## [Exercise prompt]
Can you return the passage below on the Douchobortzi, word for word?
== Text shown
The Douchobortzi


The religious ferment of South Russia was due to some special causes,

its provinces having served since the seventeenth century as lands of

exile for revolutionaries of all kinds, religious, political and

social. Dangerous criminals were also sent there, and a population of

this nature naturally received with open arms all who preached

rebellion against established principles and doctrines.



About the yea
1750, a Prussian non-commissioned officer, expatriated

on account of his revolutionary ideas, appeared in the neighbourhood of

Kharkov. He taught the equality of man and the uselessness of public

authority, and was the real founder of the _douchobortzi_, who believed

in direct communion with the divinity by aid of the spirit which dwells

in all men. The sparks scattered by this unknown vagabond flared up

some time later into a conflagration which swept away artisans,

peasants and priests, and embraced whole towns and villages.
====
== Records shown
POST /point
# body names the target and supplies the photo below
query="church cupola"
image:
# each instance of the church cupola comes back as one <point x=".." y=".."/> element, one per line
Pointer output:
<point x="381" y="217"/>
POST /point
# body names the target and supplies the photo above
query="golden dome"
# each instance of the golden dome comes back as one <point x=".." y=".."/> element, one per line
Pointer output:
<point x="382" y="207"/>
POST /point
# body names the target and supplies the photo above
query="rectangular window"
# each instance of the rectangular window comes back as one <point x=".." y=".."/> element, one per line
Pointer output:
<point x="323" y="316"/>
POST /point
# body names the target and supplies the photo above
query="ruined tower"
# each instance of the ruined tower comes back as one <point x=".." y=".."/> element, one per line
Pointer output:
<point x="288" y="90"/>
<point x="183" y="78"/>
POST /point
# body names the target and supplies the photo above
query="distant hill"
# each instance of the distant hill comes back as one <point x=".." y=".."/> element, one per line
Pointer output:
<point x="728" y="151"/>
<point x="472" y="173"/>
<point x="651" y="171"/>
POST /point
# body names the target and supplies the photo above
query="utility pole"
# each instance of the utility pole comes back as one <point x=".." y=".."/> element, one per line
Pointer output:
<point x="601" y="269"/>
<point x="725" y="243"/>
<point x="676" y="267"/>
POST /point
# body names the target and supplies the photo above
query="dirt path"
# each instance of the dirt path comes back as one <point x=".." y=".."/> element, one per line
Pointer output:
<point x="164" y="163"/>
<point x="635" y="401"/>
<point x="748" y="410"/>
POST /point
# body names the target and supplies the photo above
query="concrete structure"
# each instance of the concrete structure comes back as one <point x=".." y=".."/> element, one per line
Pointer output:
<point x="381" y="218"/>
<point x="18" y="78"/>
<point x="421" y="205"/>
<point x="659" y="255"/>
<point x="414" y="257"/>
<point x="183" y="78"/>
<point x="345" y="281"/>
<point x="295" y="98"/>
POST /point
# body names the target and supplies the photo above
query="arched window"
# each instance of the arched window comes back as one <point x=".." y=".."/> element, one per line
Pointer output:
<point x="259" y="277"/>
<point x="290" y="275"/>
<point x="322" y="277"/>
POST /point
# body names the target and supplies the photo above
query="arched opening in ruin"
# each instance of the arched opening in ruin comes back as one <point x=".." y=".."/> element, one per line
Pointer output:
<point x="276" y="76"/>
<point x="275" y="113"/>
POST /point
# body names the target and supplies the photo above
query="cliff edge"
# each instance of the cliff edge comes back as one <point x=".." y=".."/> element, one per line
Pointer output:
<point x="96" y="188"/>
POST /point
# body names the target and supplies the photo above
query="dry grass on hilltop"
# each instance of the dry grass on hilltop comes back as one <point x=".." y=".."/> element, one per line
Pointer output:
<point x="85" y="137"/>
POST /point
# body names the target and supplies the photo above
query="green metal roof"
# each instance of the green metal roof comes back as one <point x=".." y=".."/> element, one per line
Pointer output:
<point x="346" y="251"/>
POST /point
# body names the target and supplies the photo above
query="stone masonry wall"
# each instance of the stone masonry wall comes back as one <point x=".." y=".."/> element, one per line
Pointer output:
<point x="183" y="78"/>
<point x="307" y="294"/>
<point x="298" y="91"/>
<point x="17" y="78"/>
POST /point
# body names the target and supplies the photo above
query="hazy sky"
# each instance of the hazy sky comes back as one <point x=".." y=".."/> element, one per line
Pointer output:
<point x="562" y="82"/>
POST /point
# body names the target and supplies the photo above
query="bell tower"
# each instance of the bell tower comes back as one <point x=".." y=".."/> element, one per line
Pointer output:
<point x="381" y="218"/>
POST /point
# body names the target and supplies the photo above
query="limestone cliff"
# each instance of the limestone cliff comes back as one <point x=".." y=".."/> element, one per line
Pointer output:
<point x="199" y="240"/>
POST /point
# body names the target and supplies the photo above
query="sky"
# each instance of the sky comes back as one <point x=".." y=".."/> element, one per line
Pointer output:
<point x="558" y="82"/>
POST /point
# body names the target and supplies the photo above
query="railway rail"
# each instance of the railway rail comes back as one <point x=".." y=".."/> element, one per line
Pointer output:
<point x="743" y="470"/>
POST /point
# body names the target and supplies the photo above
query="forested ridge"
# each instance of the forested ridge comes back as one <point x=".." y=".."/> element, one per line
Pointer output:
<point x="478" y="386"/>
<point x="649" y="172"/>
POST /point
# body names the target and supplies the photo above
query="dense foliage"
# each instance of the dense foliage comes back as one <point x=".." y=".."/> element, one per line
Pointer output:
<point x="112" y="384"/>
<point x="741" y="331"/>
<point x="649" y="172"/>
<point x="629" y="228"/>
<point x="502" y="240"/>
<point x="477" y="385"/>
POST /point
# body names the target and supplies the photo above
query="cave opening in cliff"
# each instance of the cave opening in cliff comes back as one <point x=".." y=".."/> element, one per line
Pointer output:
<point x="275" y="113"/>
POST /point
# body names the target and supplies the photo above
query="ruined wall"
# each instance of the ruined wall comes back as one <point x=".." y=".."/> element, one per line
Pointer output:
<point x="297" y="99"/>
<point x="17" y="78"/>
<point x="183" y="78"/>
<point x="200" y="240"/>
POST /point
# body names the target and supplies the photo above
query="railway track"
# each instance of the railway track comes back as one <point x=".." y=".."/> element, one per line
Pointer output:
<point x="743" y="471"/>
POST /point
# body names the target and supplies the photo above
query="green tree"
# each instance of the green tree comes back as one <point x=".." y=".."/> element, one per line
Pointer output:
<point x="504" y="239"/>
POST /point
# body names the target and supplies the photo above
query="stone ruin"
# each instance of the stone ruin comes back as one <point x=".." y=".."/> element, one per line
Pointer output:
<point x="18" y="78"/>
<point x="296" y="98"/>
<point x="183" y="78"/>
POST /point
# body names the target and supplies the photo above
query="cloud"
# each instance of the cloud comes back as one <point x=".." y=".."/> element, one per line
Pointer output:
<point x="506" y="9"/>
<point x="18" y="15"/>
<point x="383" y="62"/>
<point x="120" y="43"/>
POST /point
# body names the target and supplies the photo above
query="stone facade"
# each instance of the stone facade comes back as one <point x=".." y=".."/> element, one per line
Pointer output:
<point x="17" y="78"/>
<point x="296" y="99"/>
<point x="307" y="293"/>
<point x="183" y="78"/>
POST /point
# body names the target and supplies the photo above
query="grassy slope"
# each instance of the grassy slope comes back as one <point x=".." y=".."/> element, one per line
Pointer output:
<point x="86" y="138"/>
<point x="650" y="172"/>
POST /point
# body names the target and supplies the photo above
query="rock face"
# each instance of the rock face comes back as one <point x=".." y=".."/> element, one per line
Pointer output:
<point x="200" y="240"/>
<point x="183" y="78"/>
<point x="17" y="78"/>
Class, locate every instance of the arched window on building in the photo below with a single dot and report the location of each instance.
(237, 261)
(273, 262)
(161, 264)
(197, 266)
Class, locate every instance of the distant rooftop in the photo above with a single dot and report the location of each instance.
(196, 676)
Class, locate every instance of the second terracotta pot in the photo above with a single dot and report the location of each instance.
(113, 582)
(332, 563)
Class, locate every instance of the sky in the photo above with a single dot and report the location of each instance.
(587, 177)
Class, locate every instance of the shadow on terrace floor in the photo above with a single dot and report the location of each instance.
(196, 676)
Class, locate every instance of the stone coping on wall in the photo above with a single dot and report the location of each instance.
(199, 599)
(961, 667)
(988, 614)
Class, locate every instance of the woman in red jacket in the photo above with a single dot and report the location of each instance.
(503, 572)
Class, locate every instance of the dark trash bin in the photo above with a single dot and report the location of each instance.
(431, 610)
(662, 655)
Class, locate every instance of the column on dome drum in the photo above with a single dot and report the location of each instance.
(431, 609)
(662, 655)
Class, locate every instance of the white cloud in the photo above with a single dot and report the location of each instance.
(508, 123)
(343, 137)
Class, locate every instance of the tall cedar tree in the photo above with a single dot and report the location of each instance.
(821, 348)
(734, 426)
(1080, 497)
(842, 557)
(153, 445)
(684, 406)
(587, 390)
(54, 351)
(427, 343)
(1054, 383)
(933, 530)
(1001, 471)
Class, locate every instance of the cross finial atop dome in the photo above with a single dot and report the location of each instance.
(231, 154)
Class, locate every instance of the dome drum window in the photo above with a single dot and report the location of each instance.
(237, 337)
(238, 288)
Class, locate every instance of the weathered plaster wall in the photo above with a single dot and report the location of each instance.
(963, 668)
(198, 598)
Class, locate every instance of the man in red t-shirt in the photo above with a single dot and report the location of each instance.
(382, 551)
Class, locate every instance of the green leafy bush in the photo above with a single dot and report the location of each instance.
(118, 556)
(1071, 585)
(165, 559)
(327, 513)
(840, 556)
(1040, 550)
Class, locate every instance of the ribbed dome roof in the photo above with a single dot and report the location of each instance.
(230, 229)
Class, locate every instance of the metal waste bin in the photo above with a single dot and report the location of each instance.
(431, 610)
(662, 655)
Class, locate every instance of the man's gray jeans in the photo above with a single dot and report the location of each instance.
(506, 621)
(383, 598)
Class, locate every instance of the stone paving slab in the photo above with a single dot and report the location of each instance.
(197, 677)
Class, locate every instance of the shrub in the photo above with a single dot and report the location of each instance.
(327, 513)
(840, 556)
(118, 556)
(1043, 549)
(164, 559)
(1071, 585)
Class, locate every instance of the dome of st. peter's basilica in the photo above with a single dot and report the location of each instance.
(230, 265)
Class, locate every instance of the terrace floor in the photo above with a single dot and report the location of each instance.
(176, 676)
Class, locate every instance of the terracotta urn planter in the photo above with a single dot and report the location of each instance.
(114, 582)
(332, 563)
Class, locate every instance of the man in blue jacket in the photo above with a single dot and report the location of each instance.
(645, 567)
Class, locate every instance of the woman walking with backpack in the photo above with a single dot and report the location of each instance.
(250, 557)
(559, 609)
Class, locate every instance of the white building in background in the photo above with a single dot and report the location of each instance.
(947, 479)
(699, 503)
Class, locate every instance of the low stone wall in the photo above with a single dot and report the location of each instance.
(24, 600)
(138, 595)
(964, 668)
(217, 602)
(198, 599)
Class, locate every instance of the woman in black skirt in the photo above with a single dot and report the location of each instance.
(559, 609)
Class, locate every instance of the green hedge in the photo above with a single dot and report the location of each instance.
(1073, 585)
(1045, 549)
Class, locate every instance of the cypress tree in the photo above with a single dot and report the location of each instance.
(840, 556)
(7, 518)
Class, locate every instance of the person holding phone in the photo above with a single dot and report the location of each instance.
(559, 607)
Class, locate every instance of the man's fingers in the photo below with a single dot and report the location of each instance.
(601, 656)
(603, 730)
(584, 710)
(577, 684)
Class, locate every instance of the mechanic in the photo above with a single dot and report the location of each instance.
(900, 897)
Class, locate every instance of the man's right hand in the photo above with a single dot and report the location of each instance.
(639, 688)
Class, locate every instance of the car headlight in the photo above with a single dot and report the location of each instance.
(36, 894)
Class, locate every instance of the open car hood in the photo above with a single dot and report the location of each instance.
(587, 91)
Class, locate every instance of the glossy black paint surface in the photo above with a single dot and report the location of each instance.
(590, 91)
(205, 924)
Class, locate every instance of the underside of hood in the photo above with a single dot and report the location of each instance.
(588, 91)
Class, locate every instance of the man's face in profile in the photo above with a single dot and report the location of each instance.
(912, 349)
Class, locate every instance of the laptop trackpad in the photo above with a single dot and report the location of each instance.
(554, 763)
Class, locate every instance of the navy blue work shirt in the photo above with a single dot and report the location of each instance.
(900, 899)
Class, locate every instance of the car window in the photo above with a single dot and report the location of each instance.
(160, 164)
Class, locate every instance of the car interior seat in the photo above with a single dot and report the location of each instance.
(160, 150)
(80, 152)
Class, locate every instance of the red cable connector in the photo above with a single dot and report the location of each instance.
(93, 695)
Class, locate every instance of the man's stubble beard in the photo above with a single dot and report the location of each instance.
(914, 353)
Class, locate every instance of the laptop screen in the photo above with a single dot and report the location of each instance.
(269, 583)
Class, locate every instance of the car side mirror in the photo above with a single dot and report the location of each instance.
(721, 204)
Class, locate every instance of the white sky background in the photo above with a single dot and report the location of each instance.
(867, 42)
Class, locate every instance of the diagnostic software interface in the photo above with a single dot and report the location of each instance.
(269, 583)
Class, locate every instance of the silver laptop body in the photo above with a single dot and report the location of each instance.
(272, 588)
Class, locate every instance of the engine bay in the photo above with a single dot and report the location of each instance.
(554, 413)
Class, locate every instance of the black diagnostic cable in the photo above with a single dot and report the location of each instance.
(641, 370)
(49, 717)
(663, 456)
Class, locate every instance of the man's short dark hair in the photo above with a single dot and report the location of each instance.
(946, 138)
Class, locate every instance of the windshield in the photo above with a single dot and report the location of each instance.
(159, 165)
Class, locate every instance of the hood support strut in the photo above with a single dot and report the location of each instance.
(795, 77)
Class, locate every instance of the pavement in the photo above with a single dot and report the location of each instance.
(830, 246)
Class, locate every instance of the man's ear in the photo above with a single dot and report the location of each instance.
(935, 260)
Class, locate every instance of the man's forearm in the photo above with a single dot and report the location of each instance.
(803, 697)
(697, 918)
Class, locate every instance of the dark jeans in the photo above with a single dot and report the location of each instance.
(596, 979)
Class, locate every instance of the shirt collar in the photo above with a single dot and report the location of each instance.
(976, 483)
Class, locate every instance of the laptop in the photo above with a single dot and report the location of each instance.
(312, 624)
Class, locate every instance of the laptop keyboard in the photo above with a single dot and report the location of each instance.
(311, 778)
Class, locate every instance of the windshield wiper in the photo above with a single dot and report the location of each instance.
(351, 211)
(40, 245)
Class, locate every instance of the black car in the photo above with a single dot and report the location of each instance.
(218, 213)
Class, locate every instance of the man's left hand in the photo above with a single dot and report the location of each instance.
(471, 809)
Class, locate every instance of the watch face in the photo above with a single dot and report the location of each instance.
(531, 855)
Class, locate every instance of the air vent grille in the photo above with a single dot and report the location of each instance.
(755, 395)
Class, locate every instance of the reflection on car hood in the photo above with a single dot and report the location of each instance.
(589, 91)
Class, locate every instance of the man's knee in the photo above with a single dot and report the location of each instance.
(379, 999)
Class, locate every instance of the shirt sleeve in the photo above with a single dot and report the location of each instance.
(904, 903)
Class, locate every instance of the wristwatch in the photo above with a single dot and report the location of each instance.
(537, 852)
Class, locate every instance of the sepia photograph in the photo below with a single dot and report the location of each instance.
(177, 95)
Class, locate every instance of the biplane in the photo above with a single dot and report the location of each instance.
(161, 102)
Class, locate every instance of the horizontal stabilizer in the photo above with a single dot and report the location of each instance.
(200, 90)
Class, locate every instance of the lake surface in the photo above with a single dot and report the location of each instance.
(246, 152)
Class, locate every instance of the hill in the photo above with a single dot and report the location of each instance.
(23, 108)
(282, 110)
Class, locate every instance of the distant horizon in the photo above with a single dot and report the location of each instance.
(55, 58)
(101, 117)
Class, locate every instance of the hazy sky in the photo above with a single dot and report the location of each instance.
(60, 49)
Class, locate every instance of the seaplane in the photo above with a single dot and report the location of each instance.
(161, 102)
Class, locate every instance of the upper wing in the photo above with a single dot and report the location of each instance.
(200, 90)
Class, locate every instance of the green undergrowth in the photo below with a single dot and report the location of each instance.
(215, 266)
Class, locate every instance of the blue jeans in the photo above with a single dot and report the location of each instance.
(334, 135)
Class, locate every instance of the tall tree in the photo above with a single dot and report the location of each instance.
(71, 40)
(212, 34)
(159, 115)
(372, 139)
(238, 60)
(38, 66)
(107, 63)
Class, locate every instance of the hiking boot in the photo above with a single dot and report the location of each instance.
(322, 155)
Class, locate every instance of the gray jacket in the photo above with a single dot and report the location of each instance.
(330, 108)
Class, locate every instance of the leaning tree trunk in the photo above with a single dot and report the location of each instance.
====
## [Response to the exercise]
The Douchobortzi


The religious ferment of South Russia was due to some special causes,

its provinces having served since the seventeenth century as lands of

exile for revolutionaries of all kinds, religious, political and

social. Dangerous criminals were also sent there, and a population of

this nature naturally received with open arms all who preached

rebellion against established principles and doctrines.



About the yea
1750, a Prussian non-commissioned officer, expatriated

on account of his revolutionary ideas, appeared in the neighbourhood of

Kharkov. He taught the equality of man and the uselessness of public

authority, and was the real founder of the _douchobortzi_, who believed

in direct communion with the divinity by aid of the spirit which dwells

in all men. The sparks scattered by this unknown vagabond flared up

some time later into a conflagration which swept away artisans,

peasants and priests, and embraced whole towns and villages.